## Source data
● ● ● ● ● ● ●
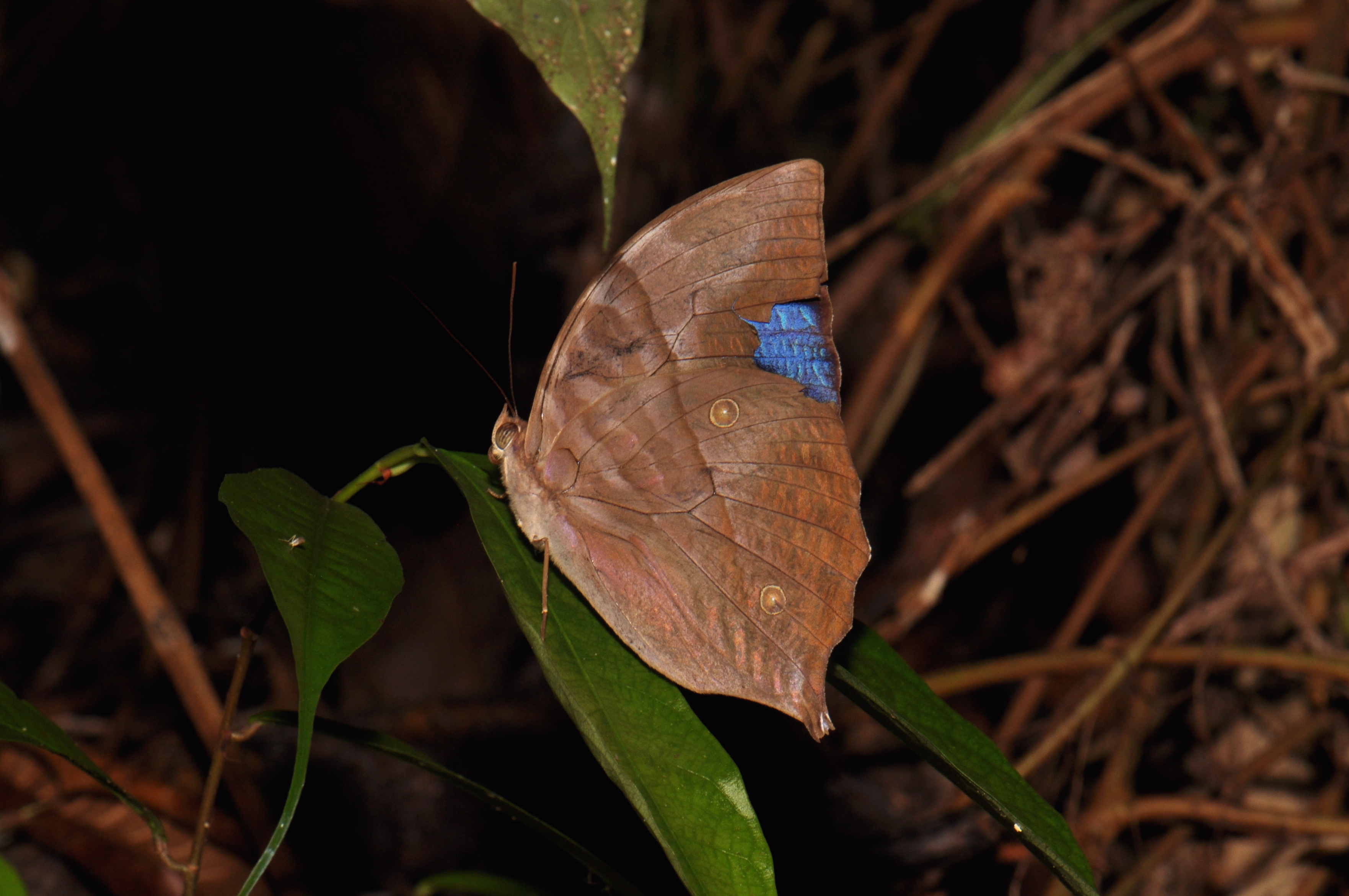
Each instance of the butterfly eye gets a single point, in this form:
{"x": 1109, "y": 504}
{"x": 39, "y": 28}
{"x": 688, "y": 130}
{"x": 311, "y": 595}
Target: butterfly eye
{"x": 505, "y": 435}
{"x": 723, "y": 414}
● ● ● ● ● ● ●
## What to work on
Retype all of the rows above verbatim, leaving out the pictures.

## Reply
Each instance of the butterfly eye gets a single point, in this form:
{"x": 1109, "y": 504}
{"x": 39, "y": 28}
{"x": 688, "y": 130}
{"x": 311, "y": 595}
Target: butterfly eye
{"x": 505, "y": 435}
{"x": 723, "y": 414}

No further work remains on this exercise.